- Data shown
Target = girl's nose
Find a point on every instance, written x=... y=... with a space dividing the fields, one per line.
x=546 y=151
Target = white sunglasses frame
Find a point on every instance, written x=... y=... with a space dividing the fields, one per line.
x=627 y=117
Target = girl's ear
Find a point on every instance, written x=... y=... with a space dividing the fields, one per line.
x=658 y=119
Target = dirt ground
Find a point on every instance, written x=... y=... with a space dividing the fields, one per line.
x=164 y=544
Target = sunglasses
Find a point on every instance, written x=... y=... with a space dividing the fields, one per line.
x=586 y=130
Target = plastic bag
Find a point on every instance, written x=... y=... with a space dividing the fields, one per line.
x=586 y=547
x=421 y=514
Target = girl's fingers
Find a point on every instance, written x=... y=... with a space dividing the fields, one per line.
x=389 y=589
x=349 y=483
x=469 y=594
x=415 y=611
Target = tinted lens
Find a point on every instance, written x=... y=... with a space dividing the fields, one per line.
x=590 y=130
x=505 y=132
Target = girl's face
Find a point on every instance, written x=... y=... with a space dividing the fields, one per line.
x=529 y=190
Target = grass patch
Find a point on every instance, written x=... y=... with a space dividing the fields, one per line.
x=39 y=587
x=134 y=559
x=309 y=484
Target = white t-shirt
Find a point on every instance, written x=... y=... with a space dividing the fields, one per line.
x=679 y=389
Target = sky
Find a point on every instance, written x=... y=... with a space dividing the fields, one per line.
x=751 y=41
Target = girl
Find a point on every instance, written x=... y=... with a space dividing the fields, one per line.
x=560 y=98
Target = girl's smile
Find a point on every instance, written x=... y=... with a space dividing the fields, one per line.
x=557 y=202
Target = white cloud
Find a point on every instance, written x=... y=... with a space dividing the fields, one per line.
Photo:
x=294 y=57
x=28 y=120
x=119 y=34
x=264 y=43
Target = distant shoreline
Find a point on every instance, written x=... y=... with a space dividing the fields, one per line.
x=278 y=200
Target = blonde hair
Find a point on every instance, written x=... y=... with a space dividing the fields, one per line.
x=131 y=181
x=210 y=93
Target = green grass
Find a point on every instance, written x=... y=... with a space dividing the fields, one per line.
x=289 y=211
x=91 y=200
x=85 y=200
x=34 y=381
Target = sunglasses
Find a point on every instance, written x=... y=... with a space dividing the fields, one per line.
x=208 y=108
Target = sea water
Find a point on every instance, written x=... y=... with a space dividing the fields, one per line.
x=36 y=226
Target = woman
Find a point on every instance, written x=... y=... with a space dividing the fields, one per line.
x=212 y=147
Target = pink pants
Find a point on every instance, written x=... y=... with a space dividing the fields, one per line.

- Task requirements
Can you switch every "Target" in the rows above to "Object" and give the lines again with nothing else changed?

- Result of this task
Object = girl's nose
Find a point on every instance, written x=... y=... with a space dividing the fields, one per line.
x=546 y=151
Object = white sunglasses frame
Find a point on every instance, written x=... y=... with a space dividing the fields, one per line.
x=627 y=117
Object = girl's ear
Find a point on every instance, written x=... y=... with a space dividing the fields, one per line.
x=658 y=119
Object = dirt ground
Find a point on every instance, written x=... y=... with a space dividing the fields, one per line.
x=164 y=544
Object = sunglasses
Find a point on every instance, written x=... y=... with a space dividing the fields, one per line.
x=586 y=130
Object = plastic bag
Find a point on every instance, written x=... y=... with a space dividing the fields, one per line.
x=586 y=547
x=421 y=514
Object = girl's fingers
Find a point on every instance, written x=... y=... with a space dividing the fields, one per line.
x=389 y=589
x=349 y=483
x=469 y=594
x=415 y=611
Object = tinted lens
Find a point on every instance, written x=... y=... with a space dividing the fields, one per line.
x=590 y=130
x=505 y=132
Object = girl's face
Find a point on every instance, written x=... y=... with a space dividing the fields, one per line.
x=529 y=190
Object = grass patch
Find a point on every instance, written x=... y=... with a space dividing the fields, one per line.
x=39 y=587
x=134 y=559
x=309 y=484
Object = white t-shirt
Find a point on every instance, written x=... y=... with a space dividing the fields, one per line.
x=679 y=389
Object = sky
Find a point on every instance, written x=... y=... with a space dividing the fields, one per line.
x=751 y=41
Object = girl
Find a point on every instance, written x=... y=... with a space dividing the fields, one per line.
x=560 y=98
Object = girl's smile
Find a point on every instance, written x=... y=... with a space dividing the fields, one per line.
x=557 y=202
Object = white cloud
Find a point on every instance, written x=... y=... with a space dividing the fields, one per line.
Photo:
x=294 y=57
x=28 y=120
x=119 y=34
x=264 y=43
Object = distant shoreline
Find a point on every instance, written x=... y=... with a space dividing the fields, one per line.
x=278 y=200
Object = blonde hair
Find a point on every instance, written x=... y=... with a space dividing the fields, one per line.
x=131 y=181
x=210 y=93
Object = green grass
Find a point on every instance, written x=... y=... with a space dividing the fields, one per line.
x=289 y=211
x=91 y=200
x=85 y=200
x=34 y=381
Object = sunglasses
Find a point on every instance, written x=... y=... with a space dividing the fields, one per line.
x=208 y=108
Object = sea water
Find a point on every instance, written x=... y=... with a space dividing the fields, one per line.
x=36 y=226
Object = woman
Find a point on every instance, written x=... y=... with a space dividing the fields, one per line.
x=212 y=147
Object = pink pants
Find a point on every instance, written x=... y=... with a space dividing the fields, one per line.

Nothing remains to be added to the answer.